Return each entry exactly, with none missing.

*** Data for this task Section Begins ***

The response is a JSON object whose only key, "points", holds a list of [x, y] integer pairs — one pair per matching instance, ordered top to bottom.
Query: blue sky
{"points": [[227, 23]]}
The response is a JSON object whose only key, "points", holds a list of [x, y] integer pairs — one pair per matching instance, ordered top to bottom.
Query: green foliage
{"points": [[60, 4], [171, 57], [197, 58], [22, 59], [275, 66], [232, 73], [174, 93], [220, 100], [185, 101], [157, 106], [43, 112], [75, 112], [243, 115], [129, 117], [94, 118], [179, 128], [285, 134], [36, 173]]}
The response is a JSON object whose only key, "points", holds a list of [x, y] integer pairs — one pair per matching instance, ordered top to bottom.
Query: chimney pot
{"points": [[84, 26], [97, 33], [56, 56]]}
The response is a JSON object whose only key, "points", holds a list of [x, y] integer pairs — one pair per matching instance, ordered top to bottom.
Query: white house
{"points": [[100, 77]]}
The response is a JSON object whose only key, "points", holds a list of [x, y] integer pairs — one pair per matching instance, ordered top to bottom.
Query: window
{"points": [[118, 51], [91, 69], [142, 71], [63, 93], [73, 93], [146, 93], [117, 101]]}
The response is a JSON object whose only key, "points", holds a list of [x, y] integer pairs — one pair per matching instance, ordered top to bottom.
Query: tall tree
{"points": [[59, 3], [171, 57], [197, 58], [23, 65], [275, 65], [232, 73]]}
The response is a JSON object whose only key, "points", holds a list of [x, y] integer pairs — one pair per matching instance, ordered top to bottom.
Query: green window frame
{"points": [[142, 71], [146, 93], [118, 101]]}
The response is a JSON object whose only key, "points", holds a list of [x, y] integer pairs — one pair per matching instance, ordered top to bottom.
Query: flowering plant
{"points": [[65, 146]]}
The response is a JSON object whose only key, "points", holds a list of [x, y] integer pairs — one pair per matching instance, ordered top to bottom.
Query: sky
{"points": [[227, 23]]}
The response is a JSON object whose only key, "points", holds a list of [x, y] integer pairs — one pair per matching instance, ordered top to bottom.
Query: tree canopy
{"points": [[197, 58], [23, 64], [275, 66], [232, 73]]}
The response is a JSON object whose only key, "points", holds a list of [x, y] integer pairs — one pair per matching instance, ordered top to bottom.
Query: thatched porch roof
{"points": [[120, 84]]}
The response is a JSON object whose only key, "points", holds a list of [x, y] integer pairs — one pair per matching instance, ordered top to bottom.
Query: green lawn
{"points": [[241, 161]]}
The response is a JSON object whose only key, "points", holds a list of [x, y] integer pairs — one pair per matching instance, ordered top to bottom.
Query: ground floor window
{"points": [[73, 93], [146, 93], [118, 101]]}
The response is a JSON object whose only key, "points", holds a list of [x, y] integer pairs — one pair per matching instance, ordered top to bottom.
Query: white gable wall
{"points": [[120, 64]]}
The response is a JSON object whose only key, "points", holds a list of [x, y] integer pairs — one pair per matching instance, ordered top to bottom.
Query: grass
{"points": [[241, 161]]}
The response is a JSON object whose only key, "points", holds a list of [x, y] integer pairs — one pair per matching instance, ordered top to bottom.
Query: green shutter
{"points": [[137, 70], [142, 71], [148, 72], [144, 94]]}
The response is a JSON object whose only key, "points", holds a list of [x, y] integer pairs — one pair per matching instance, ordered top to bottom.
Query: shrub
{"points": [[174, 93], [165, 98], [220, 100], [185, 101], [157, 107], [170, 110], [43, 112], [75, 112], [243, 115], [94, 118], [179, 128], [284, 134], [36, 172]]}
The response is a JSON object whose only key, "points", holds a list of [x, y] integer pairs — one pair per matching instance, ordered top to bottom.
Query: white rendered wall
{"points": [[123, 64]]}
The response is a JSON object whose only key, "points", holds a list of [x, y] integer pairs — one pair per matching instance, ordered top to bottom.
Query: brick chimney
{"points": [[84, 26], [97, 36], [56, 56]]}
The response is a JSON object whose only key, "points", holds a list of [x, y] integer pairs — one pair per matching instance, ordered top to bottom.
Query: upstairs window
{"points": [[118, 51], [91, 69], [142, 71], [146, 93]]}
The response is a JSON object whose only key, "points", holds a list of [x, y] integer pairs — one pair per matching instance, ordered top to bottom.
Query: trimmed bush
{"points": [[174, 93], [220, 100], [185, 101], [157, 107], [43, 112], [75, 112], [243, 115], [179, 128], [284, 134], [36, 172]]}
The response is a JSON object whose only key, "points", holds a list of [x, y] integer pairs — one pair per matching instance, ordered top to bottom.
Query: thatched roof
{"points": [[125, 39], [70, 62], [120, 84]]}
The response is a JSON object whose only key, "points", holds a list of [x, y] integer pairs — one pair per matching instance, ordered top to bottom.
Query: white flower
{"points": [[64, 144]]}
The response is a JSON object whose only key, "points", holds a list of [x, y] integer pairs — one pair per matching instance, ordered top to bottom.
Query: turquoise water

*** Data for this task Section Ends ***

Answer:
The response is a JSON object whose only key, "points", holds a list of [x, y] integer pairs — one pair per matching instance, ordered top to bottom.
Query: blue sky
{"points": [[227, 23]]}
The response is a JSON object whose only key, "points", holds a list of [x, y] integer pairs — one pair per matching instance, ordered top to bottom.
Query: green foliage
{"points": [[60, 4], [171, 57], [197, 58], [22, 59], [275, 66], [232, 73], [174, 93], [220, 100], [185, 101], [157, 106], [43, 112], [75, 112], [243, 115], [129, 117], [94, 118], [179, 128], [285, 134], [36, 173]]}
The response is a JSON object whose only key, "points", holds a list of [x, y] integer pairs — one pair per matching instance, ordered top to bottom.
Query: chimney pot
{"points": [[84, 26], [97, 33], [56, 56]]}
The response is a JSON object whose only key, "points", holds a list of [x, y] integer pairs — one pair per matching instance, ordered top to bottom.
Query: white house
{"points": [[100, 77]]}
The response is a JSON object whose only key, "points", holds a list of [x, y] integer pairs — one pair per matching instance, ordered top to bottom.
Query: window
{"points": [[118, 51], [91, 69], [142, 71], [63, 93], [73, 93], [146, 93], [117, 101]]}
The response is a JSON object whose only key, "points", holds a list of [x, y] integer pairs — one pair per matching instance, ordered top to bottom.
Query: tall tree
{"points": [[59, 3], [171, 57], [197, 58], [23, 65], [275, 65], [232, 73]]}
The response is a JSON object whose only key, "points", holds a list of [x, y] integer pairs — one pair per matching instance, ordered top to bottom.
Query: green window frame
{"points": [[142, 71], [146, 93], [118, 101]]}
The response is a JSON object whose only key, "points", holds a list of [x, y] integer pairs — one pair per matching instance, ordered top to bottom.
Query: flowering plant
{"points": [[65, 146]]}
The response is a JSON object whose only key, "points", holds a list of [x, y] integer pairs — one pair per matching instance, ordered top to bottom.
Query: sky
{"points": [[227, 23]]}
The response is a JSON object whose only key, "points", holds a list of [x, y] integer pairs — one pair per matching instance, ordered top to bottom.
Query: tree canopy
{"points": [[197, 58], [23, 64], [275, 66], [232, 73]]}
The response is a JSON object whose only key, "points", holds a list of [x, y] integer pairs — one pair per matching instance, ordered top to bottom.
Query: thatched porch roof
{"points": [[120, 84]]}
The response is a JSON object whose only key, "points", holds a list of [x, y] integer pairs — one pair per matching instance, ordered top to bottom.
Query: green lawn
{"points": [[241, 161]]}
The response is a JSON object whose only key, "points", holds a list of [x, y] integer pairs — one pair per matching instance, ordered top to bottom.
Query: ground floor window
{"points": [[73, 93], [146, 93], [118, 101]]}
The response is a JSON object whose only key, "points", holds a list of [x, y] integer pairs — one pair per matching instance, ordered top to bottom.
Query: white gable wall
{"points": [[120, 64]]}
The response is a JSON object whose only key, "points", holds a list of [x, y] integer pairs — one pair per matching instance, ordered top to bottom.
Query: grass
{"points": [[241, 161]]}
The response is a JSON object whose only key, "points", holds a list of [x, y] integer pairs — one pair per matching instance, ordered top to bottom.
Query: green shutter
{"points": [[137, 70], [142, 71], [148, 72], [144, 94]]}
The response is a JSON object whose only key, "points", holds a list of [x, y] integer pairs — one pair per matching instance, ordered top to bottom.
Query: shrub
{"points": [[174, 93], [165, 98], [220, 100], [185, 101], [157, 107], [170, 110], [43, 112], [75, 112], [243, 115], [94, 118], [179, 128], [284, 134], [36, 172]]}
The response is a JSON object whose only key, "points", holds a list of [x, y] integer pairs — one pair per matching instance, ordered top to bottom.
Query: white rendered wall
{"points": [[123, 64]]}
The response is a JSON object whose only key, "points", holds a list of [x, y] integer pairs — one pair per matching instance, ordered top to bottom.
Query: brick chimney
{"points": [[84, 26], [97, 36], [56, 56]]}
The response is a JSON object whose only key, "points", holds a list of [x, y] integer pairs — one pair per matching instance, ordered top to bottom.
Query: upstairs window
{"points": [[118, 51], [91, 69], [142, 71], [146, 93]]}
The response is a JSON object whose only key, "points", holds a list of [x, y] integer pairs — one pair per matching instance, ordered top to bottom.
Query: trimmed bush
{"points": [[174, 93], [220, 100], [185, 101], [157, 107], [43, 112], [75, 112], [243, 115], [179, 128], [284, 134], [36, 172]]}
The response is a JSON object whose only key, "points", holds a list of [x, y] integer pairs — one pair per matching instance, ordered top to bottom.
Query: thatched roof
{"points": [[125, 39], [70, 62], [120, 84]]}
The response is a JSON object whose only key, "points", holds a list of [x, y] integer pairs — one pair per matching instance, ordered top to bottom.
Query: white flower
{"points": [[64, 144]]}
The response is a JSON object whose only key, "points", holds a list of [x, y] integer pairs — one pair per matching instance, ordered top to bottom.
Query: turquoise water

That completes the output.